Passage —
▬▬▬▬▬▬

ROI Extraction and Streaming System

Status: Production | Introduced: 2025-10 | Stability: Stable

The Problem: Scattered ROI Handling

Cell segmentation and counting pipelines generate labeled masks that need to be converted into regions of interest (ROIs) for further analysis. Without a unified ROI system, each visualization tool (Napari, Fiji, OMERO) requires custom code to extract and format ROIs. Additionally, ROIs need to be materialized to multiple backends simultaneously (disk for archival, OMERO for server storage, Napari for visualization), creating complex coordination logic scattered throughout the codebase.

The Solution: Unified ROI Extraction and Multi-Backend Materialization

The ROI (Region of Interest) system provides backend-agnostic extraction, representation, and materialization of regions of interest from segmentation masks. ROIs are automatically extracted from labeled masks generated by cell counting and segmentation functions, then materialized to multiple backends simultaneously (disk, OMERO, Napari, Fiji) through a unified interface.

Overview

The ROI (Region of Interest) system provides backend-agnostic extraction, representation, and materialization of regions of interest from segmentation masks. ROIs are automatically extracted from labeled masks generated by cell counting and segmentation functions, then materialized to multiple backends simultaneously (disk, OMERO, Napari, Fiji).

Architecture

Core Components

ROIs are represented using immutable dataclasses defined in openhcs/core/roi.py:

@dataclass(frozen=True)
class ROI:
    """Region of Interest with metadata."""
    shapes: List[Any]  # List of shape objects
    metadata: Dict[str, Any] = field(default_factory=dict)

Shape Types:

PolygonShape: Polygon defined by vertex coordinates (Nx2 array of (y, x))
MaskShape: Binary mask with bounding box
PointShape: Single point (y, x)

▬▬▬▬▬▬

Entries shown —
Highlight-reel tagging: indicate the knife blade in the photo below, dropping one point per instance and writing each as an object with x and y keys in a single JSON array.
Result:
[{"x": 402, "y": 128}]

▬▬▬▬▬▬

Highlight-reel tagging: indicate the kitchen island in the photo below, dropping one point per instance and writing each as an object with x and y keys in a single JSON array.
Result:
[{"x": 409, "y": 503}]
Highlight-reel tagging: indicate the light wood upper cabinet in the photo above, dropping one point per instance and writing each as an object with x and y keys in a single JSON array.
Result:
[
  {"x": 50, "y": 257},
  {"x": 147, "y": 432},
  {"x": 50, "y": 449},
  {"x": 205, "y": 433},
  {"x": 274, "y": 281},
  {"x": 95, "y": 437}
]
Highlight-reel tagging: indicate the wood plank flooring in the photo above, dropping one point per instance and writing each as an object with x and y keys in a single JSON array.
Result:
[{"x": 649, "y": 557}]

▬▬▬▬▬▬

Brief 1 —
Name every backend that the ROI system page says ROIs are materialized to.
Brief 2 —
Count how many lines of the entries contain the word "below". Give only the number.

Full solution 1 —
disk, OMERO, Napari, Fiji

Full solution 2 —
2